Given task A: Please repeat the lines of the records below exactly, leaving the pictures out of your answer.

Source document:
— start —
# 58 pound grass carp!!



## BIGHORN26 (Apr 20, 2009)

Went to allatoona saturday and had a awesome nite!! ended up with a bucket of gar and carp, one of them being a 58 lb grass carp!


----------



## Rays123 (Apr 20, 2009)

lets see pics


----------



## dawg2 (Apr 20, 2009)

Cool pics!!!


----------



## GAX (Apr 21, 2009)

In the bowfishin' world, if you don't have pics, it never happened...


----------



## markland (Apr 21, 2009)

I was there and did not see any other boats??


----------



## Alexander (Apr 21, 2009)

Where did u put in at? I passed a truck pulling an air boat at about 11:45- 12:00 on saturday night on bells ferry right infront of the chevron on butterworth, maybe it was yall?


----------



## markland (Apr 21, 2009)

I put in at Blockhouse and we left about 12:30 -1 or so.  Was pulling it with a white F-250 with a shell on it!  Did it look like this?


----------



## Alexander (Apr 21, 2009)

The boat i saw was a darker color, I believe it has a camo pattern on it almost like a duck boat. The boat i see regularly is at the chevron on butterworth and bells ferry in canton. I see this boat right before dark at the gas station fueling up. I wanna say they put in at Knox Bridge or somewhere close to that like Sweetwater or Fields Landing.


----------



## markland (Apr 22, 2009)

I think that might be Clete's boat, he just got a new 1754 boat but it is a trolling motor boat and does not have a fan on it, nor an airboat.  I have not seen an actual airboat on the lake in many years!  They were pretty much banned from the lake after the 1st Muzzy Classic I put on there back in '99!


----------



## Alexander (Apr 22, 2009)

Its got a fan on it, when I see fan I think airboat thats why i called it one but yes its a fan and not an airboat


----------



## markland (Apr 22, 2009)

Dang, don't know who that might be, have not seen another fan boat on the lake, but then again I don't fish it that much either!  Stop 'em and holler at 'em next time you see those guys!   You gonna be at the Muzzy Classic this weekend, heck just about everybody else around is!  Mark


----------



## FishingAddict (Apr 22, 2009)

I shot a 247# grass carp last night.  Sorry, no pictures. It was a beast.


----------



## BIGHORN26 (Apr 22, 2009)

i posted pics in a new thead. Now lets see your pics of the 247 pounder.


----------
— end —
Data lines:
— start —
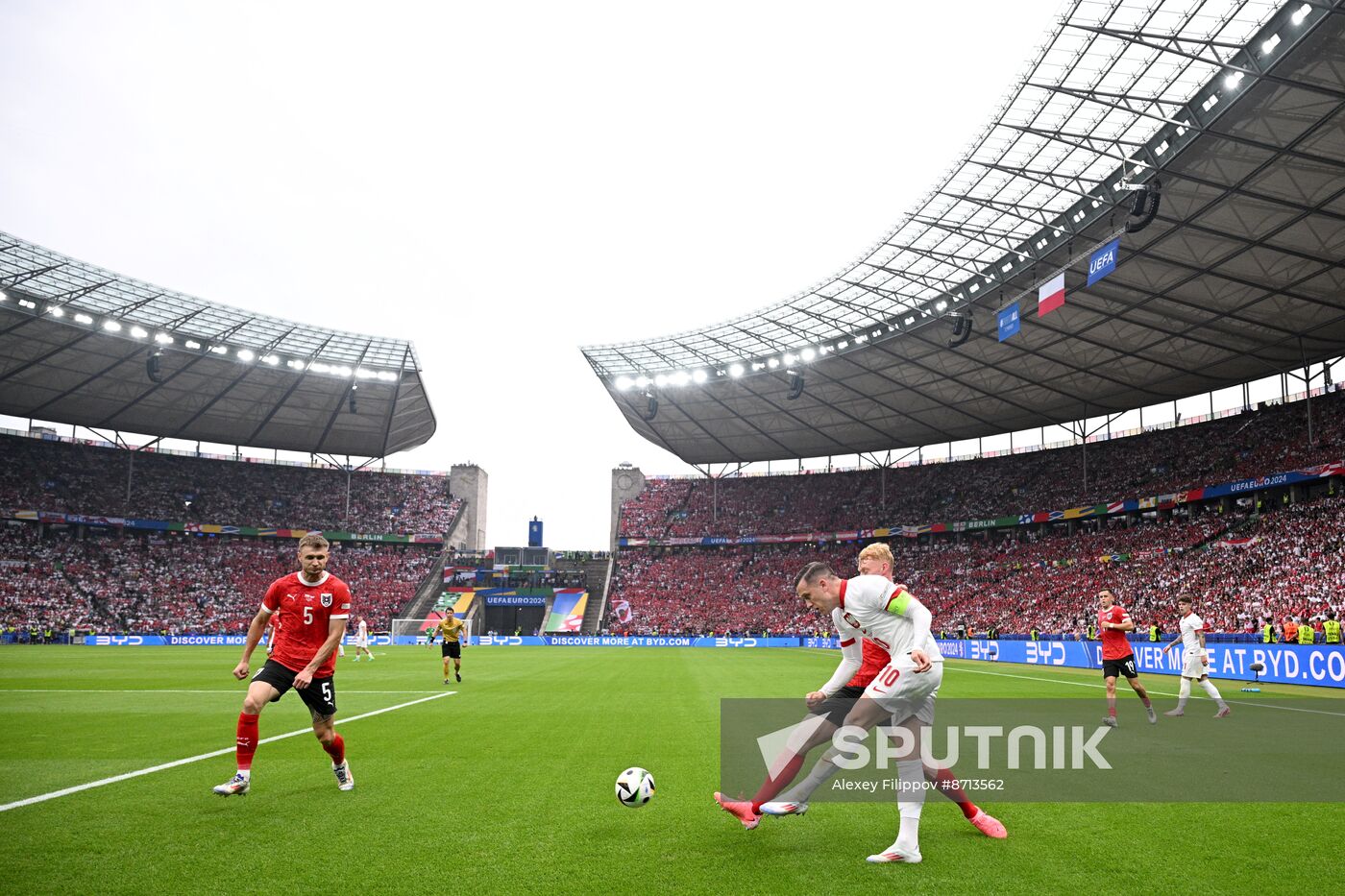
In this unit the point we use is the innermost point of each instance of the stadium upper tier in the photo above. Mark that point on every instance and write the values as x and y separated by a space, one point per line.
1226 116
1250 444
85 346
183 584
81 479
— end —
Given task B: In the grass carp thread, why does markland say an actual airboat has not been seen on the lake in many years?

Written response A:
In this unit the point we use is the innermost point of each instance of the stadium upper tier in the photo above. Mark that point on every instance and write the values as x and y separated by a space, one point per line.
1226 116
1250 444
85 346
183 584
81 479

Written response B: Airboats were pretty much banned from the lake after the 1st Muzzy Classic, which markland put on there back in '99.